• _Aim of the task_
Can you copy out the passage below about the Orange County dependency case in full, word for word?

• _Page extract_
In March of 2016, at the request of Grandmother [G], deputies from the Orange County California Sheriff’s Department made a welfare check on Daughter [D] and her six brothers. Mother [M] would leave the children with G for days at a time with no way for G to contact M. Further, M refused to give G any supplies for the children or directives for their medical care. G told the deputies that M had a drug problem and was homeless. M’s drug problem and homelessness were confirmed by M’s sisters. The children had no contact whatsoever with their father.
The deputies reported their findings to the county’s social services agency [SSA], who sent a social worker to open an investigation.
At the conclusion of her investigation, the social worker filed a dependency petition in juvenile court. The court ordered that the children remain in the care of G. At a later hearing, the judge ordered reunification procedures for M to regain control of her children. M was to stop using drugs, attend drug rehabilitation programs, attend parent management courses, and be tested for drugs regularly. M was also awarded four-hour monitored visitation with her children twice a week.

• _Excerpted data_
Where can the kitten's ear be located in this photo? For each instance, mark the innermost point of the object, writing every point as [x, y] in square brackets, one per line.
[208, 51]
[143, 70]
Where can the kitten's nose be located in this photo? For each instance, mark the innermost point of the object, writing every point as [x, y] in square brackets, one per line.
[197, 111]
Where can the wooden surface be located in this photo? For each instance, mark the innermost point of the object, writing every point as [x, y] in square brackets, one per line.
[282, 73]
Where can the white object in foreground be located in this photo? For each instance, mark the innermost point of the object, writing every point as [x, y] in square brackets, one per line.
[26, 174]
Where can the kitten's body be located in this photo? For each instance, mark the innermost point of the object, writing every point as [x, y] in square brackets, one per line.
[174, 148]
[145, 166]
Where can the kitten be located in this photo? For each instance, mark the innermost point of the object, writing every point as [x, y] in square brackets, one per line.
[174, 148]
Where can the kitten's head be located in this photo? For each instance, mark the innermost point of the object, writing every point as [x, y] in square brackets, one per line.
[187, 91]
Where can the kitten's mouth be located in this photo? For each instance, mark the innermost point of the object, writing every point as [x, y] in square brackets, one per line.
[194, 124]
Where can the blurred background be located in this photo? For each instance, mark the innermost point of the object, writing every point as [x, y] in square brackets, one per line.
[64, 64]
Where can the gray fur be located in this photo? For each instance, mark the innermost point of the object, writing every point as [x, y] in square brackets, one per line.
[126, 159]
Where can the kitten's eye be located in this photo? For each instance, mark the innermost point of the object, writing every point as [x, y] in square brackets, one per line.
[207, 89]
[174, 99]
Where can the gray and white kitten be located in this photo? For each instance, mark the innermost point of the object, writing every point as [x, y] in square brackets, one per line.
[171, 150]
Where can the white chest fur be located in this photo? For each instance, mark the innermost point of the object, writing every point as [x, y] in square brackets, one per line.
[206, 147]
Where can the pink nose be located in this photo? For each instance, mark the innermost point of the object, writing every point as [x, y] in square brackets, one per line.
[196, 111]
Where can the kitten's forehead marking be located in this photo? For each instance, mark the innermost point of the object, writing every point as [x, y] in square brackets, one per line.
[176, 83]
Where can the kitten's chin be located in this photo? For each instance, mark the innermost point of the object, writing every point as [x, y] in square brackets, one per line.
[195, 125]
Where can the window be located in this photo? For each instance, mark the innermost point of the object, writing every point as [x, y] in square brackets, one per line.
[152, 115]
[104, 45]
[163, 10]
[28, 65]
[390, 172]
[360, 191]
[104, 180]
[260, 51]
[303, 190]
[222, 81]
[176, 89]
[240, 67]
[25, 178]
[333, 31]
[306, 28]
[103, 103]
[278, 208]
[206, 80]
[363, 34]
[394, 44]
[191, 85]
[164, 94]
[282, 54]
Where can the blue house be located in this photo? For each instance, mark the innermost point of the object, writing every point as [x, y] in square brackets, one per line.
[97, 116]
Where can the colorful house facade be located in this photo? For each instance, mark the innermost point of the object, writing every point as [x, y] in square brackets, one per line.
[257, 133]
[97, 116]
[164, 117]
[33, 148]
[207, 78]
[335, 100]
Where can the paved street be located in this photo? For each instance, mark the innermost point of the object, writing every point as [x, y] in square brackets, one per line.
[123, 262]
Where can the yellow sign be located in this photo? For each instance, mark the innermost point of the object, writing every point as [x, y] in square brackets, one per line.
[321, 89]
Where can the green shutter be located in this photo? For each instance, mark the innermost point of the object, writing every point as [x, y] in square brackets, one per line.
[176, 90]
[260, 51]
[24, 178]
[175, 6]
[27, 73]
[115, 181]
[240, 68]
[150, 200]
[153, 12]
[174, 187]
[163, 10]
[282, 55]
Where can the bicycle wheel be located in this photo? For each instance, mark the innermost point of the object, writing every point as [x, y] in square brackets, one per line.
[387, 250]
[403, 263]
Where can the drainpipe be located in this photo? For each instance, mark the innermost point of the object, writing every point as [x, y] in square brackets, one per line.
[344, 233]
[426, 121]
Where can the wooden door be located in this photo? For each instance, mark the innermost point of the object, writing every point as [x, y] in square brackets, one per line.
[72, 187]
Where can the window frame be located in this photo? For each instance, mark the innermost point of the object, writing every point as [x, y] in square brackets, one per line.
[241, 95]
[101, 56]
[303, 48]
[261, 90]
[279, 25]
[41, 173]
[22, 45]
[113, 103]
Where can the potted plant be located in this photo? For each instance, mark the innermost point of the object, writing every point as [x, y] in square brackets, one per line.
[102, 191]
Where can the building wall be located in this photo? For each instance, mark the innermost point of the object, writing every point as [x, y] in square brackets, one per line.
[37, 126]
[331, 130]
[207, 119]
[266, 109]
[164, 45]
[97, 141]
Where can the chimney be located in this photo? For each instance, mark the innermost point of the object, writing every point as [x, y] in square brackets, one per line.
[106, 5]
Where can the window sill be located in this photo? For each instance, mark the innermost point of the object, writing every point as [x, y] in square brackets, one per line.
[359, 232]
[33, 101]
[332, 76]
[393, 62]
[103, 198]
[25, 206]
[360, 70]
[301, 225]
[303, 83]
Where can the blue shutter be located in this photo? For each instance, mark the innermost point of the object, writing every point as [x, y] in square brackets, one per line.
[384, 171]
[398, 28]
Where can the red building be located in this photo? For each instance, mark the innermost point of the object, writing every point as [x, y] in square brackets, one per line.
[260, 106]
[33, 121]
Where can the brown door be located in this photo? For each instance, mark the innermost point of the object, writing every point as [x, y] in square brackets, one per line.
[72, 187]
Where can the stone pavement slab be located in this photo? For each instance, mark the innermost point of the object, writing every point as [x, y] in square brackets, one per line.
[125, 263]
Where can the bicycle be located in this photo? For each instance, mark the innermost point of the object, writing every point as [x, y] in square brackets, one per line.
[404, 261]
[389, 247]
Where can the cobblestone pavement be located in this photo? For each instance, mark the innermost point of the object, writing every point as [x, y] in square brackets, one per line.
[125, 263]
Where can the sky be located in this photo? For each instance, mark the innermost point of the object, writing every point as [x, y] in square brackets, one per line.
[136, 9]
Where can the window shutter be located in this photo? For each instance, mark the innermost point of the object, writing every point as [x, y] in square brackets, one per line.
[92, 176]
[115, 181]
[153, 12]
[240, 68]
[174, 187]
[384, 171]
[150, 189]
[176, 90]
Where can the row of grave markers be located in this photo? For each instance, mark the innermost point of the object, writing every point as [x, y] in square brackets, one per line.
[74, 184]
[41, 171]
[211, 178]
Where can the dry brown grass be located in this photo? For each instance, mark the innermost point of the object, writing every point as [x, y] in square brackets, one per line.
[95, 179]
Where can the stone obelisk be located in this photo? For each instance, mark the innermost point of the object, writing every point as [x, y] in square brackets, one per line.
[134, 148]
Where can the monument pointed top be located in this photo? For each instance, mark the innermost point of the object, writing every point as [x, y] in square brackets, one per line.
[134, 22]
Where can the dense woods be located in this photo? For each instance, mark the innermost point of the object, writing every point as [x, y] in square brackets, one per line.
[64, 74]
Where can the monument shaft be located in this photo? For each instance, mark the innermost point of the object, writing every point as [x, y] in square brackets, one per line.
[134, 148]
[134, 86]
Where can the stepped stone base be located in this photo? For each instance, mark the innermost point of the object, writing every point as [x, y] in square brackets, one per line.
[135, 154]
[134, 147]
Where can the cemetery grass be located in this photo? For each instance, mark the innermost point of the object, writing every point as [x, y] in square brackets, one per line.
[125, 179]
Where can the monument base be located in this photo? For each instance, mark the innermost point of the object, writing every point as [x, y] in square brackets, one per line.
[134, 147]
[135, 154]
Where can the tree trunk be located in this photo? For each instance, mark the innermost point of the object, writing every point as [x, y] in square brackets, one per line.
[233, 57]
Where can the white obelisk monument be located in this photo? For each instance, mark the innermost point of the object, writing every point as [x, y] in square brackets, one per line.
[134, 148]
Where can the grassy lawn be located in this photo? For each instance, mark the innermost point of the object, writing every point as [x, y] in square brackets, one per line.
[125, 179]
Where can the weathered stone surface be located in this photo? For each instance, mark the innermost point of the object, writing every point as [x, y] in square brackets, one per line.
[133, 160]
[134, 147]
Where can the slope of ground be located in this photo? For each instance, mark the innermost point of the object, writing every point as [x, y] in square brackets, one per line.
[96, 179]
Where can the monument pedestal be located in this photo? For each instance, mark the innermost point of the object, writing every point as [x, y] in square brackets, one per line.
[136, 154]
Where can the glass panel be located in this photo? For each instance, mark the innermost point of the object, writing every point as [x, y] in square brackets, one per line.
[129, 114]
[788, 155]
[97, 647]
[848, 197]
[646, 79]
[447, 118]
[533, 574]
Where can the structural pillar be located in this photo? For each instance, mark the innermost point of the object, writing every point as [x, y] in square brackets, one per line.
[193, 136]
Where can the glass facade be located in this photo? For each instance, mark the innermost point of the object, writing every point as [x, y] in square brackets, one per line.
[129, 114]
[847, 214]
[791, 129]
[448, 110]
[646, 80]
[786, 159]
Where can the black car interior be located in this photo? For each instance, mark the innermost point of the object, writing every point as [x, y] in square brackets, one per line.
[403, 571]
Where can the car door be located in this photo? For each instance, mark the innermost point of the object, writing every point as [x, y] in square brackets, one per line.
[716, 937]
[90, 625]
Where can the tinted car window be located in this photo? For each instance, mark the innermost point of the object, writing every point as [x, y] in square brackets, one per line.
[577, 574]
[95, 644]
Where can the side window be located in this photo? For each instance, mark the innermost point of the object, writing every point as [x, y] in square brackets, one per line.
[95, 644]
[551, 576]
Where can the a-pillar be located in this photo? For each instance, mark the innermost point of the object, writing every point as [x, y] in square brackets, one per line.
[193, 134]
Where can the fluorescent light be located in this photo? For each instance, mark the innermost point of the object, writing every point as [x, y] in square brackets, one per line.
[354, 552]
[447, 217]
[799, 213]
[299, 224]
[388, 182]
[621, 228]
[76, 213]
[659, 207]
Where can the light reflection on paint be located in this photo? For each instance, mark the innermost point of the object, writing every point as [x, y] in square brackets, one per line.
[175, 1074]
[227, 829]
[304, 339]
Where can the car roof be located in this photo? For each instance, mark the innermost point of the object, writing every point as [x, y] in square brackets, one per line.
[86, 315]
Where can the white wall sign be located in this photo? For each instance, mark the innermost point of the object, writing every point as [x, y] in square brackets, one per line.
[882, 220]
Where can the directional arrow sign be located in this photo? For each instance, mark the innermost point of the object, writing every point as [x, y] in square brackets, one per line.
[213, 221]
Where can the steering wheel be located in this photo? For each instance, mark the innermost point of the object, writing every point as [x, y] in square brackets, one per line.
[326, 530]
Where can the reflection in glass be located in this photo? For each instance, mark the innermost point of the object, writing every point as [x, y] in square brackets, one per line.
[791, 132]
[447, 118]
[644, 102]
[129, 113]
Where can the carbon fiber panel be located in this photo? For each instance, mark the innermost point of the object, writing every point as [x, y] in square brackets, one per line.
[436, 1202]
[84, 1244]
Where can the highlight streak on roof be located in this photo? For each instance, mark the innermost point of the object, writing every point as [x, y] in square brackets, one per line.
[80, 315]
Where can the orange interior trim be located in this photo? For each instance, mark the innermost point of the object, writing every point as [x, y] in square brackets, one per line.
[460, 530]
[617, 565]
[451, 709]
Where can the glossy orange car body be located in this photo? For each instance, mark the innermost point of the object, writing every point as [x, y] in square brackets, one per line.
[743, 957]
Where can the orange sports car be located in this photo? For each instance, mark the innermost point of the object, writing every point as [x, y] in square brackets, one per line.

• _Output for this exercise_
In March of 2016, at the request of Grandmother [G], deputies from the Orange County California Sheriff’s Department made a welfare check on Daughter [D] and her six brothers. Mother [M] would leave the children with G for days at a time with no way for G to contact M. Further, M refused to give G any supplies for the children or directives for their medical care. G told the deputies that M had a drug problem and was homeless. M’s drug problem and homelessness were confirmed by M’s sisters. The children had no contact whatsoever with their father.
The deputies reported their findings to the county’s social services agency [SSA], who sent a social worker to open an investigation.
At the conclusion of her investigation, the social worker filed a dependency petition in juvenile court. The court ordered that the children remain in the care of G. At a later hearing, the judge ordered reunification procedures for M to regain control of her children. M was to stop using drugs, attend drug rehabilitation programs, attend parent management courses, and be tested for drugs regularly. M was also awarded four-hour monitored visitation with her children twice a week.